■ Documentfragment
Naar boven ↑

Rechtspraak

verzoekster/Djeu Scheepvaart B.V.
Rechtbank Rotterdam (Locatie Rotterdam), 14 april 2017
ECLI:NL:RBROT:2017:7335

verzoekster/Djeu Scheepvaart B.V.

Deelgeschil arbeidsongeval. Verzoek tot vaststelling aansprakelijkheid. Geen plaats voor bewijsopdrachten en gerechtelijke plaatsopneming.

Feiten

Op 25 april 2016 was P in het kader van zijn arbeidsovereenkomst met Djeu aanwezig op het binnenvaartschip ‘Alto Mira’, samen met R (kapitein). In de vroege ochtend van deze dag is P te water geraakt en overleden. Na tien dagen is zijn stoffelijk overschot gevonden. In het rapport van de arbeidsinspecteur K staat onder meer het volgende: ‘Op 25 april 2016 zouden de heren R en P met de Alto Mira afvaren naar de tankerterminal Finco te Groningen. Het was die ochtend rustig weer. […] De heer R was rond 5.15 uur in zijn stuurhut en zag de heer P naar voren lopen aan de binnenkant van de reling met zijn bodywarmer en redvest in zijn hand. De heer R heeft hem op dat moment niet aangesproken op het feit dat hij geen redvest droeg. De heer R verklaarde mij dat de heer P op dat moment zijn slaapkleding nog aanhad. Rond 05:30 uur die ochtend is er contact via de marifoon geweest waarbij P toestemming vroeg voor het losmaken van de touwen bij de bolders, voor op het schip aan stuurboordzijde. [..] De heer R heeft hier toestemming voor gegeven. […] Op een gegeven moment zag hij de heer P niet meer en hij heeft toen een aantal keren contact via de marifoon proberen te krijgen. Aangezien dit niet lukte heeft de heer R de stuurhut verlaten en is naar voren gelopen. Daar zag hij dat de touwen los waren van de bolders. […] De heer R heeft vervolgens 112 gebeld en is om het schip gaan lopen of hij de heer P nog zag. Dit was niet het geval.’ Verzoekster, weduwe van P, heeft op de voet van artikel 1019w Rv verzocht om, voor zover mogelijk, te verklaren voor recht dat Djeu aansprakelijk is voor de schade die voortvloeit uit het ongeval en aan verzoekster dient te vergoeden de schade reeds geleden en nog te lijden, materieel en immaterieel.

■ Te doen
**A)** Zoek in de vermeldingen elke regel met de tekenreeks "reflection" en neem die regels letterlijk over.
**B)** Schrijf de uitspraak over het arbeidsongeval op de Alto Mira verder, aansluitend op de laatste zin van het documentfragment.

■ Vermeldingen voor regiolabeling
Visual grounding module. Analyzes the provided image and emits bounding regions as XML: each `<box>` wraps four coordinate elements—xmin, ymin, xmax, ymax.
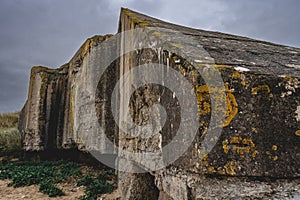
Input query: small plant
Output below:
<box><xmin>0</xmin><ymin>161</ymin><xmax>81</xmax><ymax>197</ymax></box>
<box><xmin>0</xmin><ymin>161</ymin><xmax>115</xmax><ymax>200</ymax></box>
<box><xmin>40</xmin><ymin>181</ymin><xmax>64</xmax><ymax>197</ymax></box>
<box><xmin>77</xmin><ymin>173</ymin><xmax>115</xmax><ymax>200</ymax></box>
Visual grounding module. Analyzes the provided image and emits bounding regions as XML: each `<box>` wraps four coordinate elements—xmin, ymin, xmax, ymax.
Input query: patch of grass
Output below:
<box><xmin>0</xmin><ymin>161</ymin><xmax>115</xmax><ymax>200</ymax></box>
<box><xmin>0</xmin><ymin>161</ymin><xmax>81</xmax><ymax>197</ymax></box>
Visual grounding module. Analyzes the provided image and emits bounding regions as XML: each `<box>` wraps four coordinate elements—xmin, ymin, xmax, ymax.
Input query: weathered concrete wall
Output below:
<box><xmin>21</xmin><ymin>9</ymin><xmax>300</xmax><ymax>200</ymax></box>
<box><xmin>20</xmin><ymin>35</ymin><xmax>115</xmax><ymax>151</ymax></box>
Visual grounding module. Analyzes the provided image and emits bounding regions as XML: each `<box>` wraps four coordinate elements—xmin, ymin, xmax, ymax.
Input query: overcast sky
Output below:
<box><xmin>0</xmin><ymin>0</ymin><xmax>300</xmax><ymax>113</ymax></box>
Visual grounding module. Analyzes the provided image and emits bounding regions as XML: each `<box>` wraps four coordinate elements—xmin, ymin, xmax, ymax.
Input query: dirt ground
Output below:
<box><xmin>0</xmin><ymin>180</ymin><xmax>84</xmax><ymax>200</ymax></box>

...

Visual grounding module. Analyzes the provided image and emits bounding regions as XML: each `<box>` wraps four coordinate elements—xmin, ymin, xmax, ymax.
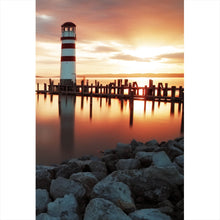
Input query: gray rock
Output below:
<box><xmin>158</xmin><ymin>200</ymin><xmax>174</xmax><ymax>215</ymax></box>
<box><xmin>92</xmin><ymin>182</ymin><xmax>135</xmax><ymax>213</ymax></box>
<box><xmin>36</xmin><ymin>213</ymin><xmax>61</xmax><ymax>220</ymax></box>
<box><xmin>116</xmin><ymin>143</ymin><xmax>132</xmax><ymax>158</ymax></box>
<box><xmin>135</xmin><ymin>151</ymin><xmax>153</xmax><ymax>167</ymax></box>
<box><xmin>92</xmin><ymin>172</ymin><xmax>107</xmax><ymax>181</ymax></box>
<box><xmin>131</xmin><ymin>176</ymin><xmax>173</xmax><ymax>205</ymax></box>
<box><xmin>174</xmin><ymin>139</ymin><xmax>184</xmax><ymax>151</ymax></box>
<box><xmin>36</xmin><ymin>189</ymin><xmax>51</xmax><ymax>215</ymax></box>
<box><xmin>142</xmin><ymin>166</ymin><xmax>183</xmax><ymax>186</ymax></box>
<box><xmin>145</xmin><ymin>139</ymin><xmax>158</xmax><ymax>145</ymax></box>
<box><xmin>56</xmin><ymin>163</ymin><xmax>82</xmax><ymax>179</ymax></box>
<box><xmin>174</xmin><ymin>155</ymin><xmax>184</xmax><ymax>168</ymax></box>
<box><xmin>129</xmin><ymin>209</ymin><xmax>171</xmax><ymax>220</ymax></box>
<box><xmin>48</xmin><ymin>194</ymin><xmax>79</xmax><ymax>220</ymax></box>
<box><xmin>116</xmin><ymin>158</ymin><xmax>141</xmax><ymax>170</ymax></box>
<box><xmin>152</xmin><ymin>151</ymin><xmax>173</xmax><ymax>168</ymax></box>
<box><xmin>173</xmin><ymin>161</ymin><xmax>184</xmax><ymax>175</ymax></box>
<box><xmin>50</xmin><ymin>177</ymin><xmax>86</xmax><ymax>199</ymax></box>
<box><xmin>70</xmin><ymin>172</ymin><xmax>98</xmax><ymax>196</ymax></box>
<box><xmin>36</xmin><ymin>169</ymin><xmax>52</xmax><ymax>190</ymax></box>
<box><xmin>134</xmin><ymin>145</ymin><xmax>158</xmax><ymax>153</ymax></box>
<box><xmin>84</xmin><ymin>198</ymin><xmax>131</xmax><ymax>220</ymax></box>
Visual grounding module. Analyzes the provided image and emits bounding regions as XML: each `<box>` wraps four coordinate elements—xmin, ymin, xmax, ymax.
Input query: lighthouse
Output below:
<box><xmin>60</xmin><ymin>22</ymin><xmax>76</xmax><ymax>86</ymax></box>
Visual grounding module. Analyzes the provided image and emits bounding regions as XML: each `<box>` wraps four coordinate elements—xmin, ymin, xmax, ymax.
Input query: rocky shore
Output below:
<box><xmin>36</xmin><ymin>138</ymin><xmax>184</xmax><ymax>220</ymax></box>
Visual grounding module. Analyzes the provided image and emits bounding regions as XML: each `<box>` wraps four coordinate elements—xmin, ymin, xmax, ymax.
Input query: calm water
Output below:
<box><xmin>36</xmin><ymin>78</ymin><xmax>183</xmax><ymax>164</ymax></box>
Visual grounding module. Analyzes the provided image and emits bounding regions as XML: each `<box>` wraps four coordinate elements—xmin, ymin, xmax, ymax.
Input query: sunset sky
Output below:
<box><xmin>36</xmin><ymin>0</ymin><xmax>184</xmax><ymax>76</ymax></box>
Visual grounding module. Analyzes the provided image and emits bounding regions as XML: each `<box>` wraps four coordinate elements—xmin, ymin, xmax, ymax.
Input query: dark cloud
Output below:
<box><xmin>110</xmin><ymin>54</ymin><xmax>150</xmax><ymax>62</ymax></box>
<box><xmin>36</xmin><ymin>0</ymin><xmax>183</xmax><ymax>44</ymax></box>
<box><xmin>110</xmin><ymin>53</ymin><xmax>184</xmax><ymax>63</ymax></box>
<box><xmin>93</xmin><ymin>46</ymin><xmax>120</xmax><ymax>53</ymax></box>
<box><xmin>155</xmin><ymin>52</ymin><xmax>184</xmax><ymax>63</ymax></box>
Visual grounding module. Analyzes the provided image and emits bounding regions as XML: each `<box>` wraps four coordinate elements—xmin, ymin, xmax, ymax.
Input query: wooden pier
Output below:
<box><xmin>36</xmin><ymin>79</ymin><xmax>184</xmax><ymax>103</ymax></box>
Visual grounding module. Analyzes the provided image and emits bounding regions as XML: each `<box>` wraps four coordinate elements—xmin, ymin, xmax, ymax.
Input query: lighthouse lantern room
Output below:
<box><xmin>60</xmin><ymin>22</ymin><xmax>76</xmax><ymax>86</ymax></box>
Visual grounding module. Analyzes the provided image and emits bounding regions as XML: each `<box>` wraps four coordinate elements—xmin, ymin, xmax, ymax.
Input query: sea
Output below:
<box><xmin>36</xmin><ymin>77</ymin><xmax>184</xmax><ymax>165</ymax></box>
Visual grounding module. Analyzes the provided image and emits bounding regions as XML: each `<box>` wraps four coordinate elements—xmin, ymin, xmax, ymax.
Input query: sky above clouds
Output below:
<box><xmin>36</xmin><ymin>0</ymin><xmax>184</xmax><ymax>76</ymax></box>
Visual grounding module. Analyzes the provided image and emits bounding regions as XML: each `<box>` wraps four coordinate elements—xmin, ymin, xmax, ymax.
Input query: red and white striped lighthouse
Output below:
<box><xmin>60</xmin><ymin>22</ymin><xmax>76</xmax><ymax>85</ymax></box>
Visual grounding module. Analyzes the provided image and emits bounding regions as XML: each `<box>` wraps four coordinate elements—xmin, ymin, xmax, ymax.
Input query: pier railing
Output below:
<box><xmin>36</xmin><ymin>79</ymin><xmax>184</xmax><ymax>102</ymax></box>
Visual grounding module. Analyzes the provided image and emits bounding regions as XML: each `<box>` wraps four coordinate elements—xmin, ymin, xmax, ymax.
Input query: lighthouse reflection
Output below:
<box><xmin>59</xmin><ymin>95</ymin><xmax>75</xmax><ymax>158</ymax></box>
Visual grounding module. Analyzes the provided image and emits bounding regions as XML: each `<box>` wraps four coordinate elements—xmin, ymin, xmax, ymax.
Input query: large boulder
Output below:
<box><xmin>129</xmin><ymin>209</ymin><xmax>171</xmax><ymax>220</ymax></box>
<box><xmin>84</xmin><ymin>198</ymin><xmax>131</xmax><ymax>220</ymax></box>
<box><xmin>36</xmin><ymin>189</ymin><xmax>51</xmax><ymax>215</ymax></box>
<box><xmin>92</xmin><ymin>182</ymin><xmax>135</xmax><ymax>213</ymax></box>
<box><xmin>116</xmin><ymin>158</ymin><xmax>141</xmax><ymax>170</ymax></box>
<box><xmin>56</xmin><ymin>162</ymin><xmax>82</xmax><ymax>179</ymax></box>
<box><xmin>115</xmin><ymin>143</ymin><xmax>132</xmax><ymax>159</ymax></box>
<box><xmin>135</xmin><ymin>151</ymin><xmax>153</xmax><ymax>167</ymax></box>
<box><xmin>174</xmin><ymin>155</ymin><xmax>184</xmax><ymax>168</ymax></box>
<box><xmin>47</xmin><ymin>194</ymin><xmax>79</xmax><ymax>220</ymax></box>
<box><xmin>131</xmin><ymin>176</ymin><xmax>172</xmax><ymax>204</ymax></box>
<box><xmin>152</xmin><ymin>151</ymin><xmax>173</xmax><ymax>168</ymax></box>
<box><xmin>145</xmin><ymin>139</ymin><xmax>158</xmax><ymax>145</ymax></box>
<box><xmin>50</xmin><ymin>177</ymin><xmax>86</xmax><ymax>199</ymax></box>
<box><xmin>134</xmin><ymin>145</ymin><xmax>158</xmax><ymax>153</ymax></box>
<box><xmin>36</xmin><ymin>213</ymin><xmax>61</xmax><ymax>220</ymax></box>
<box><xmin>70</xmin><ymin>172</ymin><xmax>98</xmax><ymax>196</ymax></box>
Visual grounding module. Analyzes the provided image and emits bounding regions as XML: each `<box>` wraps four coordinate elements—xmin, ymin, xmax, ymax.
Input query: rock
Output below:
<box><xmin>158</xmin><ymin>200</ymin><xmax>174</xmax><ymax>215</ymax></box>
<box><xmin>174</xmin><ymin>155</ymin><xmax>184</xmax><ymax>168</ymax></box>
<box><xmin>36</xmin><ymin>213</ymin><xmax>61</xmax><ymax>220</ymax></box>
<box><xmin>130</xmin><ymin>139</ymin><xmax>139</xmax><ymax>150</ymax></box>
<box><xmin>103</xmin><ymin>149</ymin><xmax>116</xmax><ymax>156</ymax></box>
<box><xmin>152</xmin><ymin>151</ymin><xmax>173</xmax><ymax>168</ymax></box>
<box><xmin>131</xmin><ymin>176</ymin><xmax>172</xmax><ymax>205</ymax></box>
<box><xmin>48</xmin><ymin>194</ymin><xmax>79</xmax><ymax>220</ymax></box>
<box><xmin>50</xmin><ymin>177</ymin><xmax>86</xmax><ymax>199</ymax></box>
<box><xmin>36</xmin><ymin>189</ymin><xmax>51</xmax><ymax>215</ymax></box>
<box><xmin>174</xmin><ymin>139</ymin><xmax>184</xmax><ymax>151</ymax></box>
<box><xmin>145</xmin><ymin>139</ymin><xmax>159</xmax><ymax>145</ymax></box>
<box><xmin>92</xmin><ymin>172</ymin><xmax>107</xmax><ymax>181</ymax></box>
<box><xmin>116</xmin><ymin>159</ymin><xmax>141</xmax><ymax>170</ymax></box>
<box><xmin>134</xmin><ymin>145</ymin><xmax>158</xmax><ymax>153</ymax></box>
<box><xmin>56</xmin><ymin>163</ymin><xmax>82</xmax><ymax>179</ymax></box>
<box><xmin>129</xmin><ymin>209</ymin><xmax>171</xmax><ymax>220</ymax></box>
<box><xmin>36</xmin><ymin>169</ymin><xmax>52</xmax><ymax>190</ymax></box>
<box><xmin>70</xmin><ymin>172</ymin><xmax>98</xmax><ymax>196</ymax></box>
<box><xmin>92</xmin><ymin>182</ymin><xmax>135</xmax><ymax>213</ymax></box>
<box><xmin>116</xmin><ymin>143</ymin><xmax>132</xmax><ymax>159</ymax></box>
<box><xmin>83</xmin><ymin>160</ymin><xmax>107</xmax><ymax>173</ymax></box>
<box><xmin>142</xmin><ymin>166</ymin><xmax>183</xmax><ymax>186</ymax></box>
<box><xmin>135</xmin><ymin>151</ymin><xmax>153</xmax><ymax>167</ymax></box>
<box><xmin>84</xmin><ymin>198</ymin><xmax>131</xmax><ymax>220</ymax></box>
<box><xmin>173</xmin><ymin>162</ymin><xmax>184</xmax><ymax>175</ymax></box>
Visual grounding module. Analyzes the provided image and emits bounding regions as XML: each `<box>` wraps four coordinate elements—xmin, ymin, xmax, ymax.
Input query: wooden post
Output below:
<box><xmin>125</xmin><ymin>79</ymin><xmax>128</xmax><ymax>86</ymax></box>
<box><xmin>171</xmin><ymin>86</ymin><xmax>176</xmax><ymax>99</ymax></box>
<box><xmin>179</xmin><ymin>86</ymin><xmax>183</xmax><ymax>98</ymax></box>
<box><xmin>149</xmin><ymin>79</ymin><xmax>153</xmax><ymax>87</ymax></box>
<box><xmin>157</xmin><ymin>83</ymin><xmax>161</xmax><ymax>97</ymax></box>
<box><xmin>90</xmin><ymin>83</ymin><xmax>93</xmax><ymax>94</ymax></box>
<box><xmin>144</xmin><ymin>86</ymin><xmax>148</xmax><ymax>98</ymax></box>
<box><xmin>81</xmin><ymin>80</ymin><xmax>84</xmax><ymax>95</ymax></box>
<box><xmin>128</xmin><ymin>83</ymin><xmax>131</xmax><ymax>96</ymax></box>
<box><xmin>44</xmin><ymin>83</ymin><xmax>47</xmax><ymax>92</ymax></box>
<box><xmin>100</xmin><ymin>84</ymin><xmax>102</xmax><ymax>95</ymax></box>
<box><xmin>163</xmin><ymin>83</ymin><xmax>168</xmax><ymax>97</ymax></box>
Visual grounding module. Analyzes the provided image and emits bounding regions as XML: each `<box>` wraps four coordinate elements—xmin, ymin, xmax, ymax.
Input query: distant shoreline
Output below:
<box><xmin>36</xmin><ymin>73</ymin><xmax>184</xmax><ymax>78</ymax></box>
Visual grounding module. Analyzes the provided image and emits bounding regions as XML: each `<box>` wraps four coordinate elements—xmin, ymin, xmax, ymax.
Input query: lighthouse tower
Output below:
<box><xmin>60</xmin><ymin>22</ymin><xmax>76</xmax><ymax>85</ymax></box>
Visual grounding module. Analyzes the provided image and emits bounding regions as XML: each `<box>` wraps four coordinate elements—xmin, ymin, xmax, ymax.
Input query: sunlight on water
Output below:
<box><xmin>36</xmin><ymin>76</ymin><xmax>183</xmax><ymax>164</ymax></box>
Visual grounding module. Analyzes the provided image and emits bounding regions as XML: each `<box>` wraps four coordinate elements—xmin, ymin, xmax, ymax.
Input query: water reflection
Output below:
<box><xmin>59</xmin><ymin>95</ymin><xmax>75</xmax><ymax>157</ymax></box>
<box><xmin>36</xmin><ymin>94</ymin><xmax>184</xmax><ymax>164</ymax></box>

■ Antwoorden per opdracht
**A)**
Input query: lighthouse reflection
Input query: water reflection

**B)**
Oordeel

Verzoek tot vaststelling aansprakelijkheid

Djeu is als werkgever van P op grond van artikel 7:658 lid 1 BW gehouden die maatregelen te treffen die redelijkerwijs noodzakelijk zijn teneinde ongevallen die zich bij de uitoefening door de werknemer van zijn werkzaamheden zouden kunnen voordoen, te voorkomen. Overwogen wordt dat Djeu het haar door verzoekster gemaakte verwijt dat de kapitein er bij P niet op heeft aangedrongen zijn zwemvest aan te trekken alvorens met het losmaken van de touwen aan de voorzijde te beginnen, gemotiveerd heeft weerlegd. Zij heeft daarbij het standpunt betrokken dat de kapitein toen hij P in zijn pyjama, zonder zwemvest aan (maar wel in de hand), zag, in de veronderstelling verkeerde dat P, zoals gebruikelijk, naar de woning op het voordek liep om zich daar om te kleden en zijn zwemvest aan te trekken, en dat hij daarna, circa een kwartier later, toen P hem per marifoon vroeg om toestemming om de touwen los te maken, in de veronderstelling was dat P inmiddels wel zijn overall en zwemvest had aangetrokken maar dit niet met het oog kon constateren vanaf de plek waar hij zich toen bevond. Gegeven deze uiteenlopende standpunten van partijen staat, zonder verder bewijs, niet vast dat Djeu, althans de kapitein, verzuimd heeft P te wijzen op zijn verplichting zijn zwemvest aan te trekken op een moment c.q. onder omstandigheden dat Djeu althans de kapitein dat wel had moeten doen. Sterker nog, het staat niet eens vast of P het zwemvest al dan niet droeg op het moment dat hij te water geraakte. Partijen hebben het schouwrapport niet in het geding gebracht, zodat thans niet vaststaat welke kleding P had op het moment dat zijn lichaam gevonden werd. Bij deze stand van zaken is naar het oordeel van de kantonrechter bewijslevering dan ook geïndiceerd al dan niet in combinatie met een gerechtelijke plaatsopneming.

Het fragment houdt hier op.